## WHAT YOU WILL DO
Make an exact copy of the entries below.

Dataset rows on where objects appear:
========================================================================

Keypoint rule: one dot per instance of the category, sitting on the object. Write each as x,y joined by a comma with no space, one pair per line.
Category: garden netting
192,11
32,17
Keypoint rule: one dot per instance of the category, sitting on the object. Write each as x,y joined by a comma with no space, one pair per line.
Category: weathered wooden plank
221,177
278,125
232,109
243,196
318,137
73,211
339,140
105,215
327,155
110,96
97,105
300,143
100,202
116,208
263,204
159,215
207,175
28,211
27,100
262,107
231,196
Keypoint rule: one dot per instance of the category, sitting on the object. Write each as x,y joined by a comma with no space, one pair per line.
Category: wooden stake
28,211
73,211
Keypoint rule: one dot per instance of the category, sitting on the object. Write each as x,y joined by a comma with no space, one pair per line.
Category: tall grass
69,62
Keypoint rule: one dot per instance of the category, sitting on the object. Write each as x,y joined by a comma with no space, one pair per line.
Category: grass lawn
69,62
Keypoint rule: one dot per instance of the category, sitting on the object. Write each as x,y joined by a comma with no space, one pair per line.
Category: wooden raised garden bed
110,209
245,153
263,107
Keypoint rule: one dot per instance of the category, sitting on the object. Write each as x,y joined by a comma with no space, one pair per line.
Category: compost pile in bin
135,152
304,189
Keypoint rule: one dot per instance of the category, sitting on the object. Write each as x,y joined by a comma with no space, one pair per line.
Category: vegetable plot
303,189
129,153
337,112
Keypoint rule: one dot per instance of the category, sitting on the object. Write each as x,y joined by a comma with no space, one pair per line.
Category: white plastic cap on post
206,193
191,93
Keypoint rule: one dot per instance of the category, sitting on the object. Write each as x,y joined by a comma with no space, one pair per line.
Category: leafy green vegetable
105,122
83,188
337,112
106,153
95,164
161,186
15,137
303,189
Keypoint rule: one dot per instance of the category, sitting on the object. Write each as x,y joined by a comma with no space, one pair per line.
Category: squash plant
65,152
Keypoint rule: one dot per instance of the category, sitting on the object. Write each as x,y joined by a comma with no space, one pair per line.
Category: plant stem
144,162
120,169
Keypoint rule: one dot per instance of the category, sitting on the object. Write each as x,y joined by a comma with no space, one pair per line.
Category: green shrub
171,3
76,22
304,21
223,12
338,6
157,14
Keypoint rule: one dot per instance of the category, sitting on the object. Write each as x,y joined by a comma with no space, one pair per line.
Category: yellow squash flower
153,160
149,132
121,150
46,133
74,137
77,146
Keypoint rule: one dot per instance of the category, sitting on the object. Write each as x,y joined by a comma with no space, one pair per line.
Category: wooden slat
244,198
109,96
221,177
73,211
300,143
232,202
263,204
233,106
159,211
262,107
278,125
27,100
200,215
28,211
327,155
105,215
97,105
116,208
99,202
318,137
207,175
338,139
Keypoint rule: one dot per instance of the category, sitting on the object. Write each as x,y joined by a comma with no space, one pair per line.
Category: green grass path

========================================================================

## RESULT OF THIS TASK
Keypoint rule: one dot per instance of the category, sitting on the object. Write each as x,y joined by a comma with no space, one pair per line.
Category: garden netting
192,11
32,17
Keypoint rule: one dot per instance of the category, sitting on the object. Write each as x,y joined by a comma with no space, one pair per line.
Category: weathered wooden plank
221,177
278,125
232,109
243,196
318,137
73,211
339,140
105,215
327,155
110,96
97,105
300,143
100,202
116,208
263,204
159,215
207,175
28,211
27,100
262,107
231,196
Keypoint rule: one dot per instance of the category, sitting on the object. Write each as x,y joined by a comma with no space, one pair per line.
Category: wooden stake
28,211
73,211
Keypoint rule: one dot per instance of the category, sitting on the object. Write each as x,y joined by a comma with no space, one pair per line.
Category: tall grass
69,62
Keypoint rule: one dot per instance of the category, sitting on the object. Write each as x,y joined by a comma with no space, one pair per line.
Category: grass lawn
69,62
Keypoint rule: one dot per instance of the category, sitting on the object. Write each as x,y joined by a comma with no space, one pair per line.
Category: wooden raised garden bed
110,209
245,153
263,107
Keypoint rule: one dot per instance of the category, sitting on the object. Write each as x,y joined by a comma with no space, one pair per line.
Category: compost pile in bin
135,152
304,189
Keypoint rule: one dot per instance of the category, sitting on the object. Write each as x,y joined by a comma with no space, one pair per line.
Category: vegetable plot
303,189
129,153
337,112
Keypoint rule: one dot per instance of the category, sitting on the object. Write each as x,y joined by a comma with no space, one pair per line.
Category: white plastic cap on post
206,193
191,93
Keypoint rule: one dot per instance of the category, sitting on the object. Write each as x,y joined by a comma with no space, one pair per line.
Category: leafy green vegetable
105,122
83,188
337,112
106,153
95,164
161,186
15,137
303,189
Keypoint rule: one dot per instance of the category, sitting on the object. Write each as x,y joined by a comma with no space, one pair per line.
Category: squash plant
65,152
Keypoint rule: one dot per instance of the category, sitting on the object. Write each as x,y joined by a comma with no space, one pair per line.
Category: plant stem
144,162
120,169
Keypoint rule: one dot per instance of the category, sitting on the object. Write each as x,y joined by a comma with no space, one pair per line.
Category: green shrub
171,3
76,22
304,21
223,12
338,6
157,14
Keypoint rule: one dot per instance of the category, sitting on the object. Write each as x,y joined by a comma with no space, one pair per line.
Category: yellow squash flower
153,160
149,132
121,150
46,133
74,137
77,146
Keypoint rule: one dot per instance of the category, sitting on the object. Write each as x,y joined by a comma with no space, one pair per line.
Category: wooden slat
244,198
109,96
221,177
73,211
300,143
232,202
263,204
233,106
159,211
262,107
278,125
27,100
200,215
28,211
327,155
105,215
97,105
116,208
99,202
318,137
207,175
338,139
Keypoint rule: one dot per instance of the category, sitting on the object. Write each as x,y joined by a comma with no space, one pair per line.
Category: green grass path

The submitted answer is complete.